DIRECTIONS: Copy the records below in full, keeping each word as it is but omitting the pictures.

[AVAILABLE DATA]

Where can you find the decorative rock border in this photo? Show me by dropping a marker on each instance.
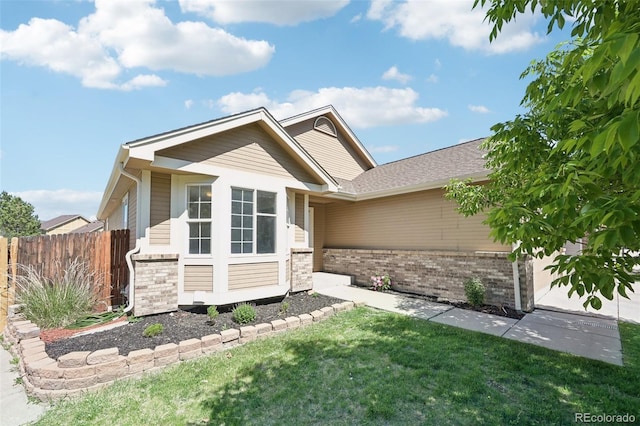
(78, 372)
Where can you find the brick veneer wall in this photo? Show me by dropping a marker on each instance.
(156, 284)
(301, 269)
(440, 274)
(78, 372)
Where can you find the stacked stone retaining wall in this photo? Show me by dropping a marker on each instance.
(79, 372)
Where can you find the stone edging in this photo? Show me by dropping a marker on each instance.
(78, 372)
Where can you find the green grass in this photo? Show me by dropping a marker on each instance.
(370, 367)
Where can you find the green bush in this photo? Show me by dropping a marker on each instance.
(153, 330)
(474, 290)
(60, 300)
(244, 313)
(212, 313)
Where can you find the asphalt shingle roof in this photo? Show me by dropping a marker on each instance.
(458, 161)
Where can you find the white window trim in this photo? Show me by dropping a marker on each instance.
(254, 243)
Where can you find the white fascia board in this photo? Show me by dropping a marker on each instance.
(210, 170)
(329, 109)
(403, 189)
(145, 149)
(121, 157)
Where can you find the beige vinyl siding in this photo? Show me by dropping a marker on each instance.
(114, 220)
(299, 220)
(247, 275)
(133, 215)
(418, 221)
(248, 148)
(198, 278)
(335, 155)
(160, 231)
(318, 236)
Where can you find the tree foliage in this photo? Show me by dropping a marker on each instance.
(17, 217)
(569, 167)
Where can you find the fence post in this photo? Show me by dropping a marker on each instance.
(4, 283)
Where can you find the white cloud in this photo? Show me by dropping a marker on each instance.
(394, 74)
(454, 21)
(360, 107)
(480, 109)
(382, 149)
(49, 204)
(283, 12)
(122, 35)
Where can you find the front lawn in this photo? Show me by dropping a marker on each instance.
(370, 367)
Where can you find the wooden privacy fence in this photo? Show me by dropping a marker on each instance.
(103, 252)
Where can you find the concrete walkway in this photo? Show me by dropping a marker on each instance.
(15, 407)
(587, 336)
(621, 308)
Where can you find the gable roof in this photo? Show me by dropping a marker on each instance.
(96, 225)
(330, 111)
(425, 171)
(142, 152)
(58, 221)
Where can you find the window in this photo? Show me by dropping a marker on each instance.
(253, 221)
(199, 218)
(125, 212)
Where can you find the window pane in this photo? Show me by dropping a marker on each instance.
(194, 193)
(205, 211)
(205, 193)
(193, 211)
(194, 247)
(247, 208)
(266, 234)
(205, 230)
(266, 202)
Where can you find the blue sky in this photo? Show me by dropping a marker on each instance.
(79, 78)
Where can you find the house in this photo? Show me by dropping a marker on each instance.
(247, 207)
(63, 224)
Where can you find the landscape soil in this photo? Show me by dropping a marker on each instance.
(177, 326)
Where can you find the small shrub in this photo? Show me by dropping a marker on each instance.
(474, 290)
(380, 282)
(212, 313)
(244, 313)
(153, 330)
(284, 307)
(60, 300)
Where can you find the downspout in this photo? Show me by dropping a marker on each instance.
(137, 247)
(516, 280)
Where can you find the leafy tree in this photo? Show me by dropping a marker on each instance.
(569, 167)
(17, 217)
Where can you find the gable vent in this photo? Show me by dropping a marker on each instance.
(325, 125)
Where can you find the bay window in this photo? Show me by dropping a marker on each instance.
(253, 221)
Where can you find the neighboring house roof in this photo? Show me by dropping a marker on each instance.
(426, 171)
(57, 222)
(94, 226)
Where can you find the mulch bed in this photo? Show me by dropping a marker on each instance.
(194, 323)
(177, 326)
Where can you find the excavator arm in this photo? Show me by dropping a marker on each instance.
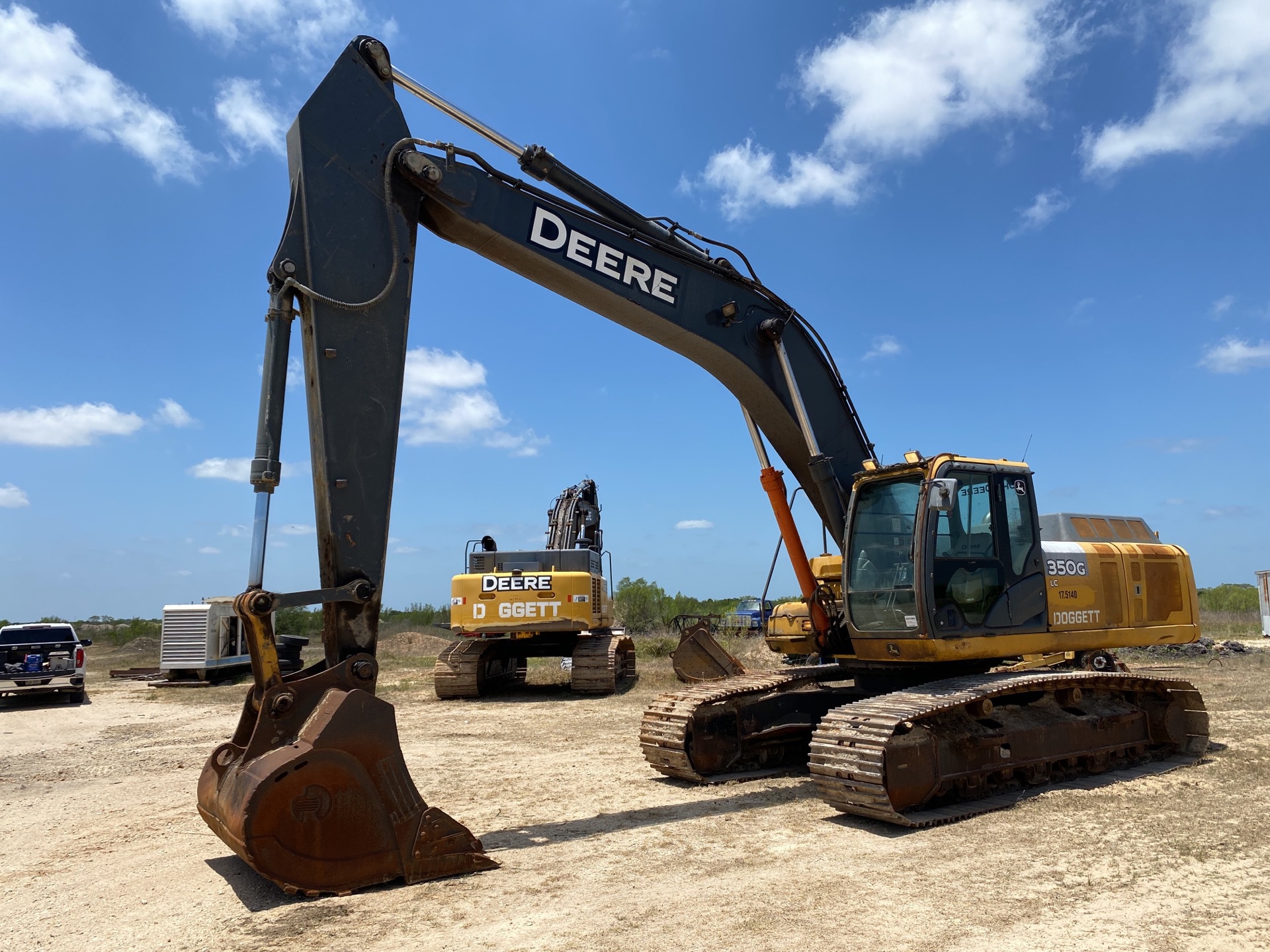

[/AVAILABLE DATA]

WRITTEN SOLUTION:
Where can you find the decorative rock border in this photo? Show me by dropping a marker on each instance.
(78, 372)
Where can you find the brick veneer wall in this photo? Show me by dropping a marker on each instance.
(156, 284)
(301, 269)
(440, 274)
(78, 372)
Where can you find the stacked stone retaining wall in this photo? Show me by dropping a marker on each instance.
(79, 372)
Where can you find the stone edging in this photo? Show me by dropping a marker on each instance.
(78, 372)
Where can you find the green grass in this photo? Show me by dropping a marker on each instance.
(370, 367)
Where can you find the green bush in this photo? Show me by dropping a marker on each instance.
(153, 330)
(474, 290)
(60, 300)
(244, 313)
(212, 313)
Where can you find the asphalt shingle roof in this photo? Show me by dropping a marker on each instance.
(458, 161)
Where can you find the white window trim in this photo? Show me by dropping a marker on each instance.
(254, 243)
Where can you find the white fascia board in this photo? Show me by dropping a marker on each instance.
(210, 170)
(329, 109)
(403, 189)
(145, 149)
(121, 157)
Where can you find the beige vinyl siding in this photo? Show me by dropping a marker on each instance.
(114, 220)
(299, 220)
(247, 275)
(133, 215)
(418, 221)
(248, 148)
(198, 278)
(335, 155)
(160, 231)
(318, 236)
Where can you find the tree foliage in this photo? Show me by dropping a marker on each instance.
(17, 217)
(569, 167)
Where can you find the fence post in this photo? Show me by dropping a marker on each instance.
(4, 283)
Where can you find the white cloud in this photo? Show me by dropping a marker on each instance.
(394, 74)
(454, 21)
(360, 107)
(480, 109)
(382, 149)
(49, 204)
(283, 12)
(122, 35)
Where can you find the front lawn in this photo? Show me by dropping a marker on each instance.
(370, 367)
Where can you find the wooden privacy fence in this photo? Show me by dropping a marker on each instance.
(103, 252)
Where can you find the concrete walkway in this photo? Show me by dropping a marker on each instance.
(15, 407)
(587, 336)
(621, 308)
Where can you find the gable roof in this photo? Show me by dropping a marker on each instance.
(96, 225)
(330, 111)
(425, 171)
(142, 152)
(58, 221)
Where can you find the window in this photo? Show me by dropping a marker on each instance.
(253, 221)
(199, 218)
(125, 212)
Where can you find the window pane in this photo? Show me by dropping a marker on each instance.
(194, 193)
(205, 211)
(205, 193)
(193, 211)
(194, 247)
(247, 208)
(266, 234)
(205, 230)
(266, 202)
Where can you find the blue sky in this photo? Show me by dropping a marker on each instance.
(79, 78)
Where can you find the house in this photo? Show me by dropping a marker on each instance.
(247, 207)
(63, 224)
Where can you find the landscape soil in this photo? Show me by dropping a marker on each instance.
(177, 326)
Where can you find the small shrub in this photo? Show me by dropping a marker on each instance.
(474, 290)
(380, 282)
(212, 313)
(244, 313)
(153, 330)
(284, 307)
(60, 300)
Where can you find the downspout in this photo? Show me by dropping a marker on each instance.
(137, 247)
(516, 280)
Where can you find the leafy tree in this photo? Show me by dropping a marker on each instance.
(569, 167)
(17, 217)
Where can you find the gable vent in this photo? Show me by dropping a marker on each instance.
(325, 125)
Where can you find the bay window in this photo? Show me by dropping a marker on each instance.
(253, 221)
Where can you find the neighboring house roof in this photo? Show me by dropping a marker on each instance.
(426, 171)
(57, 222)
(94, 226)
Where can you find the mulch bed in this photo? Show me by dropping a marker on each instance.
(194, 323)
(177, 326)
Where can you find the excavator arm in this photo? Show me by dropping a marker on each instance.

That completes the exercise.